--- START ---

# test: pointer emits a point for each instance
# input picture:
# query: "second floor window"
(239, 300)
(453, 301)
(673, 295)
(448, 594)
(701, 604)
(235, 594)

--- END ---

## Exercise requirements
Transcribe every entry, keeping each line exactly as it reads.

## Exercise result
# test: pointer emits a point for each instance
# input picture:
# query: "second floor window"
(239, 300)
(453, 301)
(673, 295)
(448, 594)
(701, 604)
(235, 594)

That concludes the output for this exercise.